- _Excerpts from a dataset_:
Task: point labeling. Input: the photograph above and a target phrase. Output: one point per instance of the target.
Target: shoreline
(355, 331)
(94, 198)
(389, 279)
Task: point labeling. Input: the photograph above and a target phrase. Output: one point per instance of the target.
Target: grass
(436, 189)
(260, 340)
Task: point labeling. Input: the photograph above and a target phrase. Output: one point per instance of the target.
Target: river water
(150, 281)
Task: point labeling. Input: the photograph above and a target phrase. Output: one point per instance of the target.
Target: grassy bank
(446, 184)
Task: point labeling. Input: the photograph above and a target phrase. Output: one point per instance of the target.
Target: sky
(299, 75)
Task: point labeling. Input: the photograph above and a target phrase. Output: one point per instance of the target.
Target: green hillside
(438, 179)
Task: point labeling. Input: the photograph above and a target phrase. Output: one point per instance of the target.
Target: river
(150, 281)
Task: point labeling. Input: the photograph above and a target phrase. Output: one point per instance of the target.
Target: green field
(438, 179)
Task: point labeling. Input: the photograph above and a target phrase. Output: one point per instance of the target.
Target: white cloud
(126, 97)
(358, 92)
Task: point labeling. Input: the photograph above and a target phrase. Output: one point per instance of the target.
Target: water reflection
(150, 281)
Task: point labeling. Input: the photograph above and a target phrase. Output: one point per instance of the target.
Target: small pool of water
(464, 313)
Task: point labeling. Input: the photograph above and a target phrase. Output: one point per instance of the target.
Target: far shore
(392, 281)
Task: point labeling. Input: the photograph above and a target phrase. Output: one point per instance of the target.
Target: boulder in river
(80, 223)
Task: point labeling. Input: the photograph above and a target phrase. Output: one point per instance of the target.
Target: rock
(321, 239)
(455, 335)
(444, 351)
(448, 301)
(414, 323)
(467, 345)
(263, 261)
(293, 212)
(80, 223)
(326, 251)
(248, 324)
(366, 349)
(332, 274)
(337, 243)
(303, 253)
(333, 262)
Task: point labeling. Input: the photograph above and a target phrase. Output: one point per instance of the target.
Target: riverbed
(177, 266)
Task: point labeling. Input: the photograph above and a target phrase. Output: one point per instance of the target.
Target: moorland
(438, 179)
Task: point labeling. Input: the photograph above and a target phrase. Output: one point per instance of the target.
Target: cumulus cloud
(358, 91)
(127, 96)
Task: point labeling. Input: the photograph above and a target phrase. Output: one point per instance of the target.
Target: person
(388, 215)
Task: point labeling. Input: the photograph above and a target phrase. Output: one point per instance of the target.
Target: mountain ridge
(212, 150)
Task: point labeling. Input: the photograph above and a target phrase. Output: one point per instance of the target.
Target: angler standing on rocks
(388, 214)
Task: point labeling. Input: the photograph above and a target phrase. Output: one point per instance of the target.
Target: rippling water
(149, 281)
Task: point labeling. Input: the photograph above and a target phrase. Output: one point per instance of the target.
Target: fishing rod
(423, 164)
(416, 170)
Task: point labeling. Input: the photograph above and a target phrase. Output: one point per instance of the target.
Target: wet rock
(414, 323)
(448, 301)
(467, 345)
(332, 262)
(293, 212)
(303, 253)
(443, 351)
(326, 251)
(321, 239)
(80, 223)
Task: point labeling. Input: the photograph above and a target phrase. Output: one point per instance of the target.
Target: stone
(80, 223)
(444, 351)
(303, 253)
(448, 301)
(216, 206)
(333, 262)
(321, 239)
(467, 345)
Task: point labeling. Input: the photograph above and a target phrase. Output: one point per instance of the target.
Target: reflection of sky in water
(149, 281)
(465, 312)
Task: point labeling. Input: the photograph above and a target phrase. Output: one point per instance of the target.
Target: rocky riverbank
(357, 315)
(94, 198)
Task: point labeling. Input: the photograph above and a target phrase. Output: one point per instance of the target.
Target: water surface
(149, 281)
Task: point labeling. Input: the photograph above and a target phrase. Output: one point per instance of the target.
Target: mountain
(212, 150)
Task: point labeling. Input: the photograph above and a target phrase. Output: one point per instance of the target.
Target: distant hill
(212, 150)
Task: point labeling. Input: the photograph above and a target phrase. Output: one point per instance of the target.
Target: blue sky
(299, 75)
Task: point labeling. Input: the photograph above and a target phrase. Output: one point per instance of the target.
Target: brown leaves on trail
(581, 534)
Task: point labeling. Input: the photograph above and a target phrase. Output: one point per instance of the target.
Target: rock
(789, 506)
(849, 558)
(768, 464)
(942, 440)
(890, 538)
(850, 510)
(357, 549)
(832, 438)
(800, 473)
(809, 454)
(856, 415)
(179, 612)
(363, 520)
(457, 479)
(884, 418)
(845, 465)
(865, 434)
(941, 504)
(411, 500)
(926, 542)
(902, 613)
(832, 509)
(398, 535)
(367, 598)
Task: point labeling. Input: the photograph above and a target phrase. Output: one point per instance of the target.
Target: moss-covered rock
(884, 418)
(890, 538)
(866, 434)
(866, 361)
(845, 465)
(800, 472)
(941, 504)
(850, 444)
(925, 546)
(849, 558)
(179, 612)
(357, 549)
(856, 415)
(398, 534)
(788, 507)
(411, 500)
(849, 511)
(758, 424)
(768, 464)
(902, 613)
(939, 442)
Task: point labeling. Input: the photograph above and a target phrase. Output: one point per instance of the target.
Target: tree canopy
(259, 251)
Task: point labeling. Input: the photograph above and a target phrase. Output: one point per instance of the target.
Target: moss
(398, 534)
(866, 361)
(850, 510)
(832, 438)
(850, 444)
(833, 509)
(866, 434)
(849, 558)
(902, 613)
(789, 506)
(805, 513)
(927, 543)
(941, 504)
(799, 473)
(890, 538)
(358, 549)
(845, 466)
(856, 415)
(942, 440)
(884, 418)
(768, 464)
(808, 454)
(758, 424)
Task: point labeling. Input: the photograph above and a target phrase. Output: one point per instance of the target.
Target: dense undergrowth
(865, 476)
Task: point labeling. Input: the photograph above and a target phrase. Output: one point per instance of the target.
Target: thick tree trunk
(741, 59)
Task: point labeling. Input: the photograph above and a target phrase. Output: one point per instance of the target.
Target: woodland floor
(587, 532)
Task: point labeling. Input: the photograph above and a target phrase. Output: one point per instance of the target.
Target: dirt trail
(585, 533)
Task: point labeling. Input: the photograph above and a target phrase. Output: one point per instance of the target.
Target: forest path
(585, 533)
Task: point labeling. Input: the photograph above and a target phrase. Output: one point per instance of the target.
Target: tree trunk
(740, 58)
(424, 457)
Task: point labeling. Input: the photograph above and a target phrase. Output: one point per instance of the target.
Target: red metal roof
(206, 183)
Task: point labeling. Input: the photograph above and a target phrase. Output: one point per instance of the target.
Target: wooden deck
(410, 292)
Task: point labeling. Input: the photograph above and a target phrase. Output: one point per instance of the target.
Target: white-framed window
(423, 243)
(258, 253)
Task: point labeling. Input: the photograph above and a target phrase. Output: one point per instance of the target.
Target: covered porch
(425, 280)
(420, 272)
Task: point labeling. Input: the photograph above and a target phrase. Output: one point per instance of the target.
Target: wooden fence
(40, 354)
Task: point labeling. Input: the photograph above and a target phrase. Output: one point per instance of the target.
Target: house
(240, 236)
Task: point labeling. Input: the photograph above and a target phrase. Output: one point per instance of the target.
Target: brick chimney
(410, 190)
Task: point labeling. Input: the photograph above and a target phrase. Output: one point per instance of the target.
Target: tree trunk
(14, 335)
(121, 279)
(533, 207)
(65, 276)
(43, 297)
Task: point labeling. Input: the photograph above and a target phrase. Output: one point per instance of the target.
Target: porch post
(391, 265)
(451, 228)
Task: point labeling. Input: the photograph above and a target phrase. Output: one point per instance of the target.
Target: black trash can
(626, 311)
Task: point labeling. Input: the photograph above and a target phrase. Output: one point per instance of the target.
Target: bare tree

- _TASK PROMPT_:
Each entry above is to be transcribed exactly as it was written.

- _SOLUTION BELOW_:
Task: point labeling. Input: the photograph above and a target phrase. Output: one point per instance of the target.
Target: shoreline
(355, 331)
(94, 198)
(389, 279)
Task: point labeling. Input: the photograph above and a target phrase. Output: one point per instance of the target.
Target: grass
(436, 189)
(260, 340)
Task: point labeling. Input: the photograph above and a target phrase. Output: one point per instance of the target.
Target: river water
(150, 281)
Task: point labeling. Input: the photograph above and a target phrase. Output: one point per instance of the target.
Target: grassy bank
(446, 184)
Task: point labeling. Input: the photograph above and a target phrase. Output: one point per instance of the target.
Target: sky
(299, 75)
Task: point labeling. Input: the photograph above and a target phrase. Output: one point per instance of the target.
Target: green hillside
(438, 179)
Task: point labeling. Input: the photograph above and a target phrase. Output: one point per instance of the target.
Target: river
(150, 281)
Task: point labeling. Input: the photograph above and a target phrase. Output: one point per instance of the target.
Target: green field
(438, 179)
Task: point labeling. Input: the photograph above and a target phrase. Output: one point per instance of the target.
Target: white cloud
(126, 97)
(358, 92)
Task: point labeling. Input: the photograph above and a target phrase. Output: one point per instance of the target.
Target: water reflection
(150, 281)
Task: point labeling. Input: the photograph above and a target phrase. Output: one point per instance of the target.
Target: small pool of water
(464, 313)
Task: point labeling. Input: the photograph above and a target phrase. Output: one point per instance of the target.
Target: far shore
(392, 281)
Task: point labeling. Input: the photograph above and a target phrase. Output: one point per instance of the target.
Target: boulder in river
(80, 223)
Task: point labeling. Input: the photograph above and a target phrase. Output: one point per instance of the target.
Target: rock
(321, 239)
(455, 335)
(444, 351)
(448, 301)
(414, 323)
(467, 345)
(263, 261)
(293, 212)
(80, 223)
(326, 251)
(248, 324)
(366, 349)
(332, 274)
(337, 243)
(303, 253)
(333, 262)
Task: point labeling. Input: the photograph above and a target phrase. Output: one point per instance of the target.
Target: riverbed
(177, 266)
Task: point labeling. Input: the photograph above and a target phrase. Output: one point per instance of the target.
Target: moorland
(438, 179)
Task: point labeling. Input: the photograph above and a target phrase. Output: one point per instance of the target.
Target: cumulus cloud
(358, 91)
(127, 96)
Task: point labeling. Input: the photograph above and a target phrase. Output: one point per instance of the target.
Target: person
(388, 215)
Task: point labeling. Input: the photograph above and a target phrase. Output: one point per instance of the target.
Target: mountain ridge
(212, 150)
Task: point labeling. Input: the photograph above and a target phrase. Output: one point per instance of the target.
Target: angler standing on rocks
(388, 214)
Task: point labeling. Input: the photograph above and a target phrase. Output: one point per instance of the target.
Target: rippling water
(149, 281)
Task: point labeling. Input: the photograph above and a target phrase. Output: one point per instance of the target.
Target: fishing rod
(423, 164)
(416, 170)
Task: point labeling. Input: the photograph above and a target phrase. Output: one point per instance of the target.
Target: wet rock
(414, 323)
(448, 301)
(467, 345)
(332, 262)
(293, 212)
(303, 253)
(443, 351)
(326, 251)
(321, 239)
(80, 223)
Task: point labeling. Input: the photograph above and a target phrase. Output: one point per instance of the target.
Target: stone
(80, 223)
(444, 351)
(303, 253)
(448, 301)
(216, 206)
(333, 262)
(321, 239)
(467, 345)
Task: point labeling. Input: the photograph above and a target phrase. Output: one point per instance of the target.
Target: reflection of sky in water
(149, 281)
(465, 312)
Task: point labeling. Input: the photograph above and a target phrase. Output: one point per instance of the target.
Target: rocky riverbank
(357, 315)
(94, 198)
Task: point labeling. Input: the photograph above and a target phrase. Output: one point per instance of the target.
Target: water surface
(149, 281)
Task: point labeling. Input: the photograph above and a target phrase. Output: one point per instance of the target.
Target: mountain
(212, 150)
Task: point labeling. Input: the photograph above and a target phrase. Output: one point per instance of the target.
Target: distant hill
(212, 150)
Task: point labeling. Input: the photograph above and a target phrase. Output: one point per instance of the target.
Target: blue sky
(299, 75)
Task: point labeling. Input: the photograph above and a target phrase. Output: one point per instance of the target.
Target: brown leaves on trail
(581, 534)
Task: point labeling. Input: the photograph above and a target phrase. Output: one point per instance of the target.
Target: rock
(789, 506)
(849, 558)
(768, 464)
(942, 440)
(890, 538)
(850, 510)
(357, 549)
(832, 438)
(800, 473)
(809, 454)
(856, 415)
(179, 612)
(363, 520)
(457, 479)
(884, 418)
(845, 465)
(865, 434)
(941, 504)
(411, 500)
(926, 542)
(902, 613)
(832, 509)
(398, 535)
(367, 598)
Task: point labeling. Input: the photograph above and a target phrase. Output: one point per instance of the target.
Target: moss-covered rock
(884, 418)
(890, 538)
(866, 434)
(866, 361)
(845, 465)
(800, 472)
(941, 504)
(850, 444)
(925, 546)
(849, 558)
(179, 612)
(357, 549)
(856, 415)
(398, 534)
(788, 507)
(411, 500)
(849, 511)
(758, 424)
(768, 464)
(902, 613)
(939, 442)
Task: point labeling. Input: the photograph above and a target phrase. Output: one point per instance of the target.
Target: tree canopy
(259, 251)
Task: point labeling. Input: the photograph above and a target phrase. Output: one point per instance of the target.
Target: moss
(398, 534)
(866, 361)
(850, 510)
(832, 438)
(850, 444)
(833, 509)
(866, 434)
(849, 558)
(902, 613)
(789, 506)
(805, 513)
(927, 543)
(941, 504)
(799, 473)
(890, 538)
(358, 549)
(845, 466)
(856, 415)
(942, 440)
(884, 418)
(768, 464)
(808, 454)
(758, 424)
Task: point labeling. Input: the photograph above and a target phrase. Output: one point per instance of the target.
Target: dense undergrowth
(865, 476)
Task: point labeling. Input: the photograph above and a target phrase. Output: one point per instance of the target.
Target: thick tree trunk
(741, 59)
Task: point labeling. Input: the photograph above and a target phrase. Output: one point per instance of the target.
Target: woodland floor
(587, 532)
Task: point labeling. Input: the photograph above and a target phrase. Output: one point per instance of the target.
Target: dirt trail
(585, 533)
Task: point labeling. Input: the photograph above and a target phrase. Output: one point per instance of the target.
Target: forest path
(585, 533)
Task: point labeling. Input: the photograph above and a target phrase. Output: one point per instance of the target.
Target: tree trunk
(740, 58)
(424, 457)
Task: point labeling. Input: the photograph above and a target phrase. Output: one point per instance of the target.
Target: red metal roof
(206, 183)
Task: point labeling. Input: the photograph above and a target phrase. Output: one point per instance of the target.
Target: wooden deck
(410, 292)
Task: point labeling. Input: the photograph above and a target phrase. Output: one point per instance of the target.
Target: white-framed window
(423, 243)
(258, 253)
Task: point labeling. Input: the photograph above and a target phrase. Output: one point per instance of the target.
Target: covered porch
(425, 280)
(420, 272)
Task: point labeling. Input: the photograph above and a target phrase. Output: one point per instance of the target.
Target: wooden fence
(40, 354)
Task: point labeling. Input: the photograph above and a target phrase. Output: one point per instance of the target.
Target: house
(240, 236)
Task: point labeling. Input: the photograph above and a target phrase. Output: one point per instance of the target.
Target: brick chimney
(410, 190)
Task: point labeling. Input: the photograph above and a target phrase. Output: one point per instance of the target.
Target: tree trunk
(14, 335)
(121, 279)
(533, 207)
(65, 276)
(43, 297)
Task: point labeling. Input: the photograph above and a target phrase. Output: one point per instance of the target.
Target: porch post
(391, 265)
(451, 228)
Task: point labeling. Input: the photograph above and a target phrase. Output: one point per instance of the target.
Target: black trash can
(626, 311)
Task: point labeling. Input: the photograph above and a target phrase. Output: one point per instance of the target.
Target: bare tree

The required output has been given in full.